## The input
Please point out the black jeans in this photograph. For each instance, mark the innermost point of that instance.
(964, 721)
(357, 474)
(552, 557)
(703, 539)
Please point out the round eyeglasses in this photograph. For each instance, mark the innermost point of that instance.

## Set exercise
Rewrite all of the records above as a numbered list, one line per item, and drop any blank lines.

## Exercise solution
1. Please point out the black jeans in this photograph. For each instance, mark the innermost point of that instance.
2. (964, 721)
3. (357, 474)
4. (552, 557)
5. (703, 539)
6. Please point out the round eyeglasses in this photograph. For each instance, mark the innermost point of that instance.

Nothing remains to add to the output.